__SHORT TASK__. Can you copy everything from the line containing "Can you find the grassy" down to the line containing "<point>896,516</point>", both included, character for character?

☆ ☆ ☆ ☆ ☆

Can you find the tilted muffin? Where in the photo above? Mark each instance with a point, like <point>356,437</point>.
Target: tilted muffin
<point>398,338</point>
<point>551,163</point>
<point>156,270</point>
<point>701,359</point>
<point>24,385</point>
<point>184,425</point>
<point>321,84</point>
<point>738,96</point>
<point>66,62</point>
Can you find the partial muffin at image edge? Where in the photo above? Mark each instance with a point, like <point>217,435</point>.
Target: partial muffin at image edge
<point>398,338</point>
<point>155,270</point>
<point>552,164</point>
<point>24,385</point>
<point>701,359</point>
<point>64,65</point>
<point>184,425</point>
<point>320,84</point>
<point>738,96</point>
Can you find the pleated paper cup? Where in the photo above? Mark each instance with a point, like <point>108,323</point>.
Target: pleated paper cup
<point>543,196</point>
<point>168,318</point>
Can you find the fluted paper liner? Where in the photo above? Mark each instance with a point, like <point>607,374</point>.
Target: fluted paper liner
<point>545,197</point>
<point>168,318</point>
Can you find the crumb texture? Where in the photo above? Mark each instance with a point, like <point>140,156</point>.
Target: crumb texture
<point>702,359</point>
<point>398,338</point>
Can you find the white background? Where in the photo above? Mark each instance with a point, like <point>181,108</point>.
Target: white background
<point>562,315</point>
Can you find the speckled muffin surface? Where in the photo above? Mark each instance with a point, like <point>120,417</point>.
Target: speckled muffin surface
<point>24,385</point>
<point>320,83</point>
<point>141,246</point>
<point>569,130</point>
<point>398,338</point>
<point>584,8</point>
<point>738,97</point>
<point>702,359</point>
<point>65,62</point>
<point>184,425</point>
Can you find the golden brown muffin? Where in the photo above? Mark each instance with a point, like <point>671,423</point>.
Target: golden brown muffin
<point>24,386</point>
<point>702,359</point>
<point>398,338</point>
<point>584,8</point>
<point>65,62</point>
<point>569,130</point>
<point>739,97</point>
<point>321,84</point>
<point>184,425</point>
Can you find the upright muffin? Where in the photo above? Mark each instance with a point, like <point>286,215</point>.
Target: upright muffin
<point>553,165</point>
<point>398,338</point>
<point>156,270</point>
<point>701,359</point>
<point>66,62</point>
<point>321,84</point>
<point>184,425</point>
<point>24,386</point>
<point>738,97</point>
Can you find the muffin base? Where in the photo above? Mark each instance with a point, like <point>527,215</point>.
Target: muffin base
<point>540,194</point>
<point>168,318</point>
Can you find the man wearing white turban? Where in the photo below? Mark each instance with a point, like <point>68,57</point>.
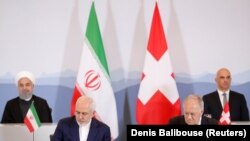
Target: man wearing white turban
<point>17,108</point>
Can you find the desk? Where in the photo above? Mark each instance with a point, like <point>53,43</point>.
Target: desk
<point>19,132</point>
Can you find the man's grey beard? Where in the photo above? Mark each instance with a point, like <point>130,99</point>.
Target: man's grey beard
<point>25,96</point>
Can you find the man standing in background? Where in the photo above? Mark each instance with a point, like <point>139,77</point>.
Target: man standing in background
<point>16,109</point>
<point>224,99</point>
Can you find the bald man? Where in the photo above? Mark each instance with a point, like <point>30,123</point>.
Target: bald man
<point>82,126</point>
<point>17,108</point>
<point>193,108</point>
<point>213,102</point>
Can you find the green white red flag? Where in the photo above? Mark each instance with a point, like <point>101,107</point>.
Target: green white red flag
<point>93,76</point>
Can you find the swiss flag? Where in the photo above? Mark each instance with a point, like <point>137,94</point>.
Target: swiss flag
<point>158,99</point>
<point>225,115</point>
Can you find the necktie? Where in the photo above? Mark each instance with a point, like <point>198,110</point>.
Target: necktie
<point>224,99</point>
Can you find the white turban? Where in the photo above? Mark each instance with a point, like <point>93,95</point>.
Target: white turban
<point>25,74</point>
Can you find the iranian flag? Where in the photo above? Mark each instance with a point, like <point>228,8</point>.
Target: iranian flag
<point>158,99</point>
<point>31,119</point>
<point>93,76</point>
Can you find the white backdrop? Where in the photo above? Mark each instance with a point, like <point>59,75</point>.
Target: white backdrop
<point>46,36</point>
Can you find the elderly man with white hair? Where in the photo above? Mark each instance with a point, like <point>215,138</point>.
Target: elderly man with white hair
<point>17,108</point>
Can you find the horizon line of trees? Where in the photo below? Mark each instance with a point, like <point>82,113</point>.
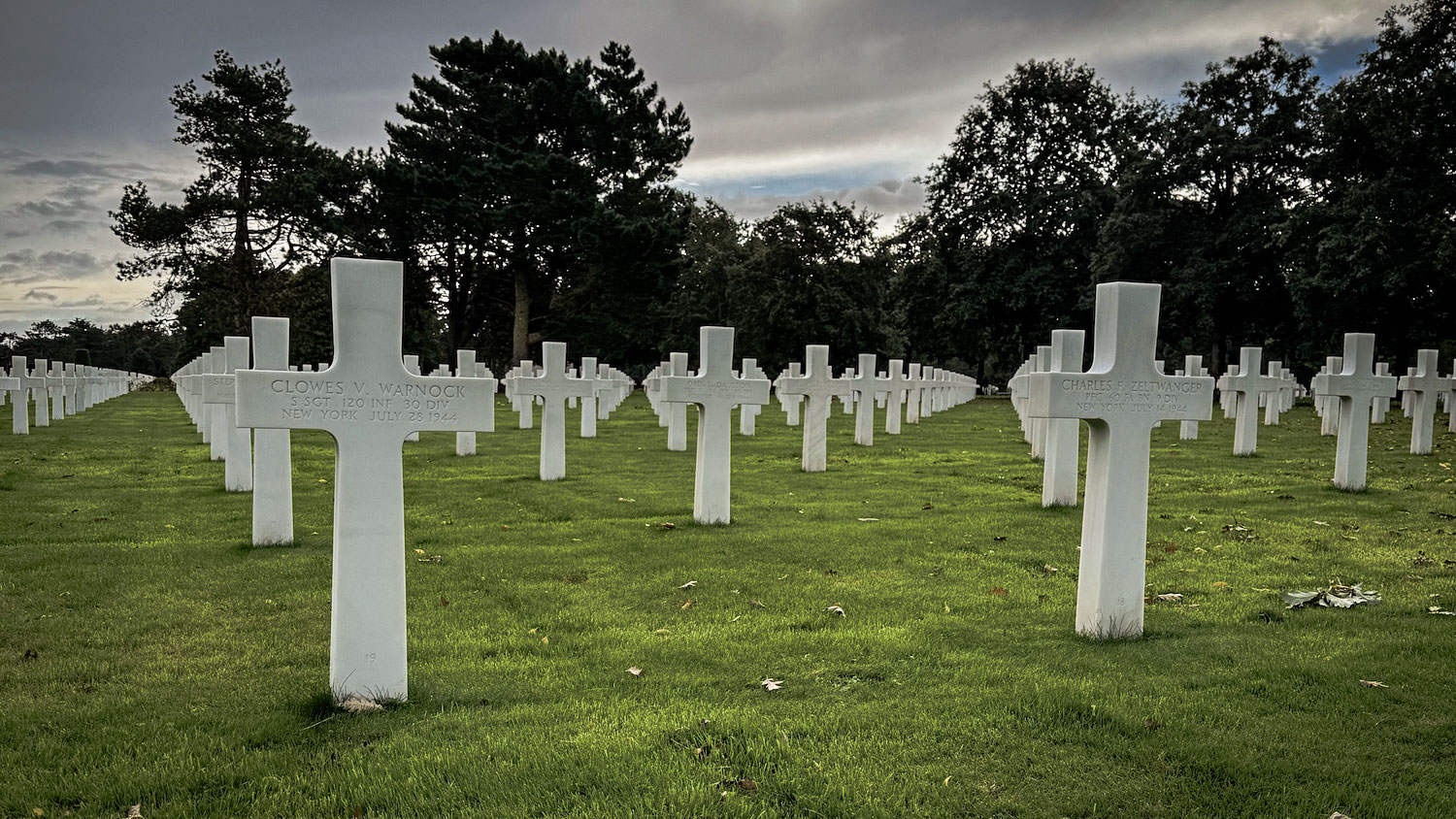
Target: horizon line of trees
<point>529,197</point>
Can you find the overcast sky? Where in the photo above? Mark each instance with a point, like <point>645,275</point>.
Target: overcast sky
<point>789,99</point>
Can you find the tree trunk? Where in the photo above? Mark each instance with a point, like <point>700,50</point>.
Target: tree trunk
<point>520,328</point>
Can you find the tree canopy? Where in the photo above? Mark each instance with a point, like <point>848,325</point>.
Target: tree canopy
<point>532,195</point>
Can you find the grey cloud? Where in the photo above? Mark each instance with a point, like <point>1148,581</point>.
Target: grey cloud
<point>66,227</point>
<point>51,209</point>
<point>92,302</point>
<point>28,267</point>
<point>78,191</point>
<point>887,200</point>
<point>61,168</point>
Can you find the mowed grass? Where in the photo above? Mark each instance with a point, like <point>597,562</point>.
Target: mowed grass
<point>150,655</point>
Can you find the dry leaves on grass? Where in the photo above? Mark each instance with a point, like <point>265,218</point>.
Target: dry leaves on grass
<point>360,705</point>
<point>1334,597</point>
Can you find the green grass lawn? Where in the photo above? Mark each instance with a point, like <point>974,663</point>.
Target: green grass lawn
<point>149,655</point>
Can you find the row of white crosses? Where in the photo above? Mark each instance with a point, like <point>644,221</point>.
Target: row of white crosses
<point>807,393</point>
<point>58,389</point>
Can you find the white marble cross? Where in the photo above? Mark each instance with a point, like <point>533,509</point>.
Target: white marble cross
<point>1059,470</point>
<point>1356,386</point>
<point>1423,384</point>
<point>716,392</point>
<point>818,387</point>
<point>676,411</point>
<point>553,386</point>
<point>606,387</point>
<point>896,389</point>
<point>1188,429</point>
<point>369,404</point>
<point>466,367</point>
<point>413,367</point>
<point>1382,405</point>
<point>20,396</point>
<point>588,402</point>
<point>865,384</point>
<point>1246,387</point>
<point>1275,396</point>
<point>220,389</point>
<point>913,384</point>
<point>1330,407</point>
<point>40,372</point>
<point>1120,398</point>
<point>748,413</point>
<point>273,454</point>
<point>789,402</point>
<point>215,419</point>
<point>55,386</point>
<point>8,386</point>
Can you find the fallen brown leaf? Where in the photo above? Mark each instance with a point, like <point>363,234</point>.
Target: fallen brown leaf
<point>360,705</point>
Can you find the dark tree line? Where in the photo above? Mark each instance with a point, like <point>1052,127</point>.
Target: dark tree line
<point>530,197</point>
<point>142,346</point>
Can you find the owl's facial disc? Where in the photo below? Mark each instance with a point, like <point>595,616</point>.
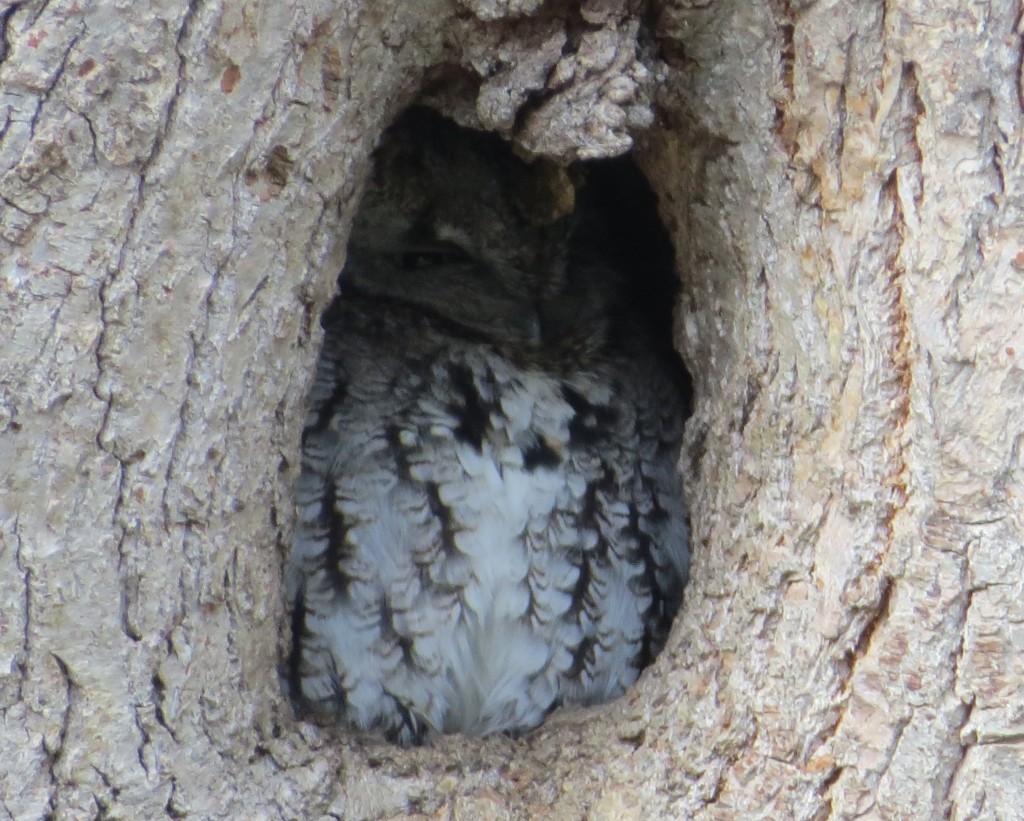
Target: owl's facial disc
<point>445,281</point>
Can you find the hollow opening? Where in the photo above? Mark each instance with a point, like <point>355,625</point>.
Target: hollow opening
<point>489,519</point>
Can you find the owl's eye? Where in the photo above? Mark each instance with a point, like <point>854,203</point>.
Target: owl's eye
<point>432,257</point>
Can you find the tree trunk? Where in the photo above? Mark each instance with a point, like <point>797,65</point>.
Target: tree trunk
<point>843,183</point>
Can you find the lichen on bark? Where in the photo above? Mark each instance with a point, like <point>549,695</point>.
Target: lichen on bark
<point>843,186</point>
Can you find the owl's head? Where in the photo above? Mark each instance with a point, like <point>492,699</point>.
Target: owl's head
<point>454,222</point>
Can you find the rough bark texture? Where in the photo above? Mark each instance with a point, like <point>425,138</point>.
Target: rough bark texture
<point>843,182</point>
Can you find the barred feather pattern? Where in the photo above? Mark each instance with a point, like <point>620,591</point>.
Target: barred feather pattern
<point>481,536</point>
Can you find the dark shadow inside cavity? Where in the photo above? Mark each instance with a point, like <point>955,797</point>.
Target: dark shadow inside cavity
<point>623,226</point>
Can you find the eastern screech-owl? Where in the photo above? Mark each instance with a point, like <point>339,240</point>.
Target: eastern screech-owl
<point>489,520</point>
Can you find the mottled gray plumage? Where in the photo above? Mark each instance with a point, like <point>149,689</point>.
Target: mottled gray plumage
<point>489,521</point>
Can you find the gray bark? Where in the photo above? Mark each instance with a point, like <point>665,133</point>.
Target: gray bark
<point>843,183</point>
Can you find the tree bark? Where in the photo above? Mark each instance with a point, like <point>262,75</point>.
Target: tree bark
<point>843,184</point>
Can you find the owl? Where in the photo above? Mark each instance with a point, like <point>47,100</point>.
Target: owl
<point>489,521</point>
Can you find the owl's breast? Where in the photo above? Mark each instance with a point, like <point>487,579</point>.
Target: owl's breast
<point>479,541</point>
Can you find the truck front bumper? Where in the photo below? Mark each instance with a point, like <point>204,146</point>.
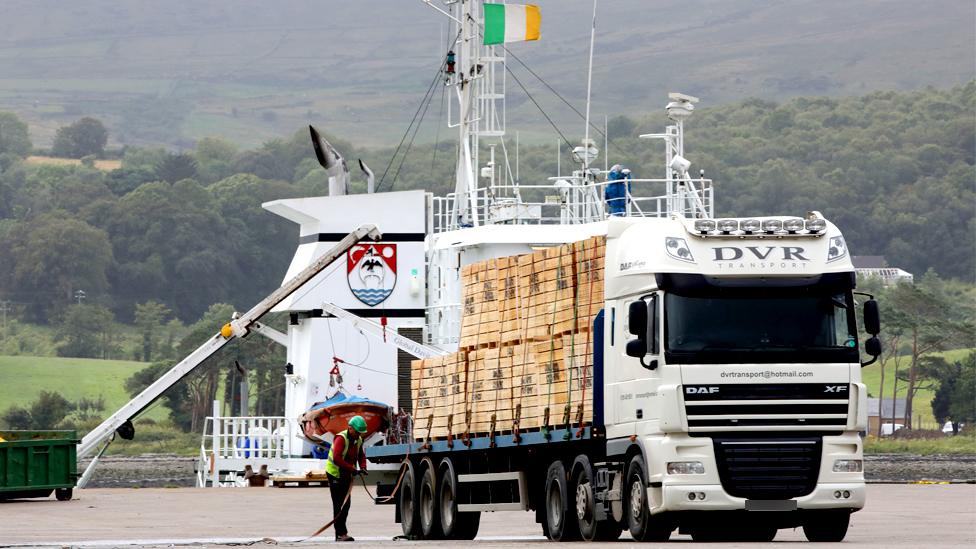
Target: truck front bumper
<point>672,492</point>
<point>824,496</point>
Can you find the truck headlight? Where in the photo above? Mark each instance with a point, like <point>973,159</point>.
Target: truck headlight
<point>848,466</point>
<point>686,468</point>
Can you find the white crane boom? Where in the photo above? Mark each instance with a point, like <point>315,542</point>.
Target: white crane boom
<point>237,327</point>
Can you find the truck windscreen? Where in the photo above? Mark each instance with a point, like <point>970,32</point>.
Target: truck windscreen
<point>744,325</point>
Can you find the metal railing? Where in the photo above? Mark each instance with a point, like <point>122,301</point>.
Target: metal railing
<point>566,202</point>
<point>444,324</point>
<point>230,443</point>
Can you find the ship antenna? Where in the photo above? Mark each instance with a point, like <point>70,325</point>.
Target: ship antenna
<point>589,84</point>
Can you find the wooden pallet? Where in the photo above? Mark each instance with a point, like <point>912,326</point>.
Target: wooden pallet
<point>304,481</point>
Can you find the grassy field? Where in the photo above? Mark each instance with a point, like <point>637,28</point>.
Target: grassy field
<point>922,405</point>
<point>961,444</point>
<point>104,165</point>
<point>22,378</point>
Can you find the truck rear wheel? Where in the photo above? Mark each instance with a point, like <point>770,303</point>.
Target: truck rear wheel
<point>454,524</point>
<point>407,502</point>
<point>560,523</point>
<point>827,526</point>
<point>430,520</point>
<point>643,526</point>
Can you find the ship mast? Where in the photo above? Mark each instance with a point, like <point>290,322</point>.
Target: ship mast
<point>477,108</point>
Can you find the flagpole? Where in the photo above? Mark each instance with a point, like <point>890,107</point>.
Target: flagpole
<point>589,84</point>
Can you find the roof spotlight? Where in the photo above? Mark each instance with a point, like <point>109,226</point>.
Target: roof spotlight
<point>772,225</point>
<point>704,225</point>
<point>750,225</point>
<point>816,225</point>
<point>793,225</point>
<point>729,225</point>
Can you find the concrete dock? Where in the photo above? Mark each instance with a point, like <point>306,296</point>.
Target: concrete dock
<point>896,516</point>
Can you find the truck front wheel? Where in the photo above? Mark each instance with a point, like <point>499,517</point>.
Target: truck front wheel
<point>827,526</point>
<point>560,523</point>
<point>430,519</point>
<point>643,526</point>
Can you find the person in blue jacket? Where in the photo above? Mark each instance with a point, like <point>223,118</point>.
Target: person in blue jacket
<point>617,189</point>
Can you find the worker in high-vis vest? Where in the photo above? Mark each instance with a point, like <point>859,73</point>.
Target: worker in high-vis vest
<point>346,451</point>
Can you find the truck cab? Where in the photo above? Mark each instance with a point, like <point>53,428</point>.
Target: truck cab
<point>732,371</point>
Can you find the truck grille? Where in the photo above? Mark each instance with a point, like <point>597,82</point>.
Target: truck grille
<point>758,407</point>
<point>768,468</point>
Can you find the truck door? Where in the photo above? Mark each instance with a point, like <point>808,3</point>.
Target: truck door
<point>636,353</point>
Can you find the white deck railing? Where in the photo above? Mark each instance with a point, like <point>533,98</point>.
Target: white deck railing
<point>229,444</point>
<point>564,202</point>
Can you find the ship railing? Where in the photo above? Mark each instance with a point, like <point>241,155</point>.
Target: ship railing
<point>444,321</point>
<point>565,202</point>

☆ ☆ ☆ ☆ ☆

__THE COMPLETED TASK__.
Can you find the grassy field? Where in the photo above? Mark each instance with a point, like <point>637,28</point>.
Target: grassy field
<point>922,405</point>
<point>961,444</point>
<point>104,165</point>
<point>22,378</point>
Can you find the truck rear wheel? Where in the photo above? Mark each instance with a point, like <point>770,303</point>.
Target: truck rear wheel
<point>454,524</point>
<point>407,502</point>
<point>560,523</point>
<point>827,526</point>
<point>430,520</point>
<point>643,526</point>
Can you find the ship mast? Where in the photo above? Mark each instance with a point, like <point>290,322</point>.
Target: ship mast
<point>477,108</point>
Can you find the flagpole? Where in the photo above? Mark each instance with a point, like <point>890,107</point>.
Target: flagpole
<point>589,84</point>
Can you find the roof spotlight? Where in the photo above? Mark each instance with a point, like <point>109,226</point>.
Target: roof spotlight
<point>772,225</point>
<point>704,225</point>
<point>750,225</point>
<point>816,225</point>
<point>793,225</point>
<point>729,225</point>
Can you find the concrete dock? Where in the photo above? Mark each instance with a point, like <point>306,296</point>.
Target: concrete dock
<point>896,516</point>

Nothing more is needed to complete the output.